> **TASK PROMPT**:
Find every footnote number that appears in the passage about dramatic texts and performance, and list them in order.

> **SOURCE PASSAGE**:
== == ==

Strictly speaking, the dramatic text operates as a supplement to the performance it plans or “maps,” as a secondary source to a primary experience it closely resembles but with which it can never become synonymous. Transacting a reading with this text alone is, of course, a perfectly legitimate exercise insofar as the performance to which the text refers can never be reconstructed in a manner that will satisfy everyone in regard to its validity or authority. However, no response to a dramatic text that proceeds in the absence of performative considerations can lay claim to being also a response to the play that is the elusive signified of the textual signifier. This is the case because a play performed in a uniquely public space, constructed with a conscious regard for bringing audiences into close proximity to speaking pictures and animated emotions, necessarily claims a more active role in shaping and manipulating audience response than has recently been claimed for nondramatic texts, which are considered to be mere passive accomplices to the interpretive act itself.33 This priority of performance dynamics in a play's shaping of audience response requires the reader- or audience-oriented critic of dramatic texts to construct a provisional mean between the two extremes embodied by the static text which we alone can animate and the kinetic play which alone can animate us. Lacking a representative performance version of a play like Timon to which we can refer with the same graphic consistency as we refer to its text, we are compelled to operate in a middle ground that is, admittedly, of our own making, but that is also shaped by a sustained regard for the conventions of theatrical performance and for the peculiar psychology of theatrical experience. Obviously, the validity of this operation finally depends on whether or not the audience-oriented critic and his audience are in agreement in regard to what these conventions are and what this peculiar psychology actually entails; it depends, that is, on whether or not they are—to borrow Fish's phrase—“member[s] of the same interpretive community.”34

Although I am tempted to conclude, with Fish, that my audience “will agree with me … only if [it] already agree[s] with me,” I am equally tempted to believe that an exercise like the one I have conducted in relation to Timon of Athens may be able to provoke even the most wary of my readers to conduct similar exercises of their own. I base my optimism on the fact that the present generation of Shakespearean scholars and critics has been for some time actively preoccupied with approaching the plays of Shakespeare and his contemporaries as performance texts, instead of as purely literary artifacts.35 This emphasis on performance values and dramatic conventions has, admittedly, been generally restricted to the province of the stage itself; scholars have wandered into the province of the audience only with the greatest reluctance and usually when they are well equipped with a stock of documentary sources.36 Psychoanalytically inclined Shakespeareans have, of course, been more eager to project their own “identity themes” into the affective range of the audience, and it is with their critical procedures that my own approach to audience response is closely allied.37 But in the end I am most interested in seeing whether a comparatively objective concern with Shakespeare in performance can be combined with a comparatively subjective concern for how performances are transacted by audiences in order to render a more complete model of theatrical experience than criticism has yet provided. Since my own model in this essay has been Burke's rather eclectic approach to Timon, I would like to conclude by summarizing his argument in the context of the issues I have raised above.

== == ==

> **RECORD EXTRACTS**:
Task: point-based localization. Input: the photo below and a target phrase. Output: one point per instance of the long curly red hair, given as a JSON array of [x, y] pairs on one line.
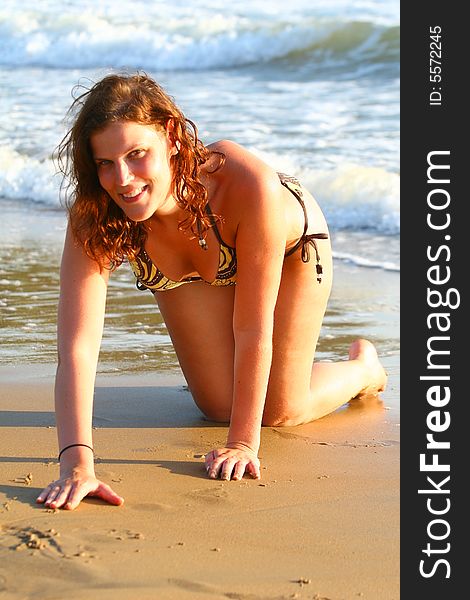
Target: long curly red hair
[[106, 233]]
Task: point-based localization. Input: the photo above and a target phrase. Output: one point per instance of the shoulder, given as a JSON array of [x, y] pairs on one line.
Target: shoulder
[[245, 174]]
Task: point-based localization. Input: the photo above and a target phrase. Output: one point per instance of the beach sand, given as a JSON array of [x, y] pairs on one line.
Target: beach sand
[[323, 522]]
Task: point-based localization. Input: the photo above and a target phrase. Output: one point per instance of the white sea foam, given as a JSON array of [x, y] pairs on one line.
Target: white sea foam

== == ==

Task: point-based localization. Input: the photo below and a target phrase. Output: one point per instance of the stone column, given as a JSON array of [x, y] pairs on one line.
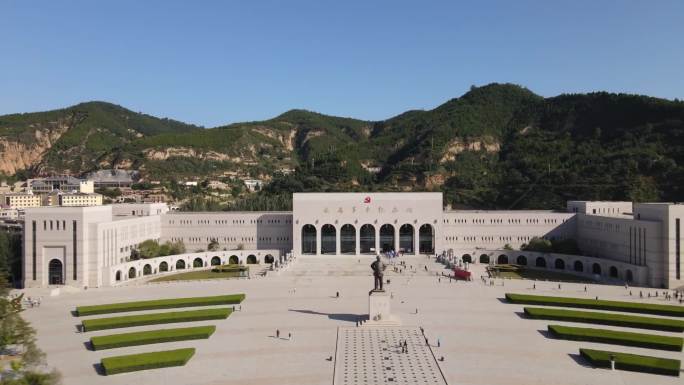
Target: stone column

== == ==

> **SOLUTION TO THE EXERCISE**:
33, 34, 35, 36, 37